RECORDS SHOWN:
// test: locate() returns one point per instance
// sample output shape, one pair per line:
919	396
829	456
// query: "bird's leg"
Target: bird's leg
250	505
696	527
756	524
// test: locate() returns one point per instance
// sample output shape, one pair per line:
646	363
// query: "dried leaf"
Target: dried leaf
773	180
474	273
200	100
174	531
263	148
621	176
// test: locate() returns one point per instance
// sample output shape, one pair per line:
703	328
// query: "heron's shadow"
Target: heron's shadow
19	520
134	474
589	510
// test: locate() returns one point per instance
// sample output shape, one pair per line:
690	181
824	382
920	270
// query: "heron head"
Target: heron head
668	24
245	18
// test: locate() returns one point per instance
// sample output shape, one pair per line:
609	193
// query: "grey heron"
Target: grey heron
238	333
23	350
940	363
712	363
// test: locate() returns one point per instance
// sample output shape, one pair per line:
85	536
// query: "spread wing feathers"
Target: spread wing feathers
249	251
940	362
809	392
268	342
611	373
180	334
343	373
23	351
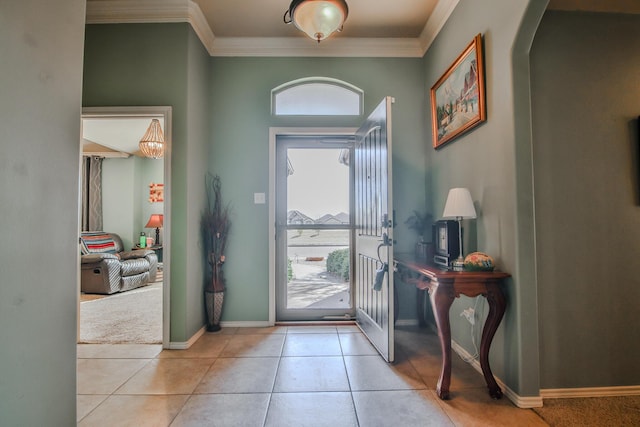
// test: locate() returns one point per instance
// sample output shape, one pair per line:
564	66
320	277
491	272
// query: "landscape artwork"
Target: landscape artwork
457	98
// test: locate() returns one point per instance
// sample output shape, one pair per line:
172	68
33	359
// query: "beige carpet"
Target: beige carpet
591	411
129	317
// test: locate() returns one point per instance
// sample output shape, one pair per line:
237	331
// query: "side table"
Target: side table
443	287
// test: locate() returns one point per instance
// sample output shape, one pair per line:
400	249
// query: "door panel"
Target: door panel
373	228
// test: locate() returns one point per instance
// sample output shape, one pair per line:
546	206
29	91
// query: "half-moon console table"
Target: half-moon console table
444	286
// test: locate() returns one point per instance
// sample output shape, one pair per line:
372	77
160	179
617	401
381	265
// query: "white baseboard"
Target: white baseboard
186	344
246	324
406	322
519	401
562	393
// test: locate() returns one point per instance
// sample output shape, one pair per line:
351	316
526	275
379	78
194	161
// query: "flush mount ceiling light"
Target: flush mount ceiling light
318	18
152	143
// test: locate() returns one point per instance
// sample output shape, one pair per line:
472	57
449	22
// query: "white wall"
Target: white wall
41	46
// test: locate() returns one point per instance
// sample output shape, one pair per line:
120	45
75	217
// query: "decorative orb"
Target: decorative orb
478	261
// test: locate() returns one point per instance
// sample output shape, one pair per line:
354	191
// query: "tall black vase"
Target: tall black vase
213	304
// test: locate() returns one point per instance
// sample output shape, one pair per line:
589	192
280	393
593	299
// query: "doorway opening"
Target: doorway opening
135	199
314	233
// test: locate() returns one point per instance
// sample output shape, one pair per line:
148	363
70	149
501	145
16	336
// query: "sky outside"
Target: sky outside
319	184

WHAT YOU WILL DO:
With the pictures excluded, the records are to be reproduced exactly.

OUTPUT BELOW:
// test: locate() returns one point per instance
// sample output shape, one pair per line:
919	396
829	456
// query: "bird's leg"
Target: bird's leg
250	505
696	527
756	524
// test: locate() returns one point per instance
// sample output shape, one pair per line:
646	363
// query: "dried leaf"
Target: dried leaf
773	180
474	273
200	100
174	531
263	148
621	176
// test: locate() returns one point per instance
// sample output shape, one pair per line:
703	328
// query: "heron's shadow"
Target: heron's shadow
19	520
134	474
589	510
// test: locate() returns one point per instance
// sample output shape, one pair per line:
690	181
824	382
920	270
// query: "heron head"
Target: heron head
668	24
245	18
// test: locate() returns one point per instance
// sample output shape, one pair per line:
609	193
// query: "grey heron"
Target: grey heron
238	333
23	350
940	363
712	363
// test: locate() returns one point per instance
// sample output shape, one pair per line:
85	536
// query: "spread wing feathers"
Target: spread wing feathers
249	251
940	362
809	392
268	342
611	373
180	334
343	373
23	351
// test: locate() returns one point per instance
// sample output shape, one pair per line:
564	66
320	277
491	272
// query: "landscape artwork"
Target: landscape artwork
457	98
// test: locate() returns one point per instance
// sample output shape, one pair per line:
172	68
33	359
// query: "beige carpet"
Target: beige carpet
591	411
129	317
// test: locate() returns one point per instance
// sample output shape, one pair per line:
237	331
// query: "side table"
Target: side table
443	287
// test: locate() returns one point per instance
// sample output shape, one pair per line:
400	249
// query: "door panel"
Target: door panel
373	228
// test: locate() returns one point per instance
// sample output shape, one pair per line:
546	206
29	91
// query: "half-moon console table"
Target: half-moon console table
444	286
// test: locate() returns one point per instance
// sample output shape, one pair per line:
372	77
160	179
617	401
381	265
// query: "white baseboard"
Target: white baseboard
186	344
246	324
406	322
519	401
562	393
// test: locate() returns one point per instance
// sample output shape, one pair per line:
351	316
526	275
379	78
194	161
// query: "flush mount ceiling light"
Target: flush mount ceiling light
318	18
152	143
// test: locate() returns one point per instance
// sample output shape, one pair per line:
472	57
449	22
// query: "white wall"
Target: white wall
41	46
// test: locate() returns one point per instance
// sample output shape, one pair per line:
120	45
75	217
// query: "decorative orb"
Target: decorative orb
478	261
// test: locate() returns one point per instance
// sample output shape, one pair per line:
354	191
// query: "tall black vase"
Target: tall black vase
213	304
// test: locate() returns one point per instance
// sample output shape, one pair per line:
589	192
280	393
593	299
// query: "doorway opening"
Target: doorway opening
135	199
314	233
// test: locate() returns one point per instance
// sample output shape, one pair per line:
148	363
70	149
501	145
16	336
// query: "sky outside"
Target: sky outside
319	184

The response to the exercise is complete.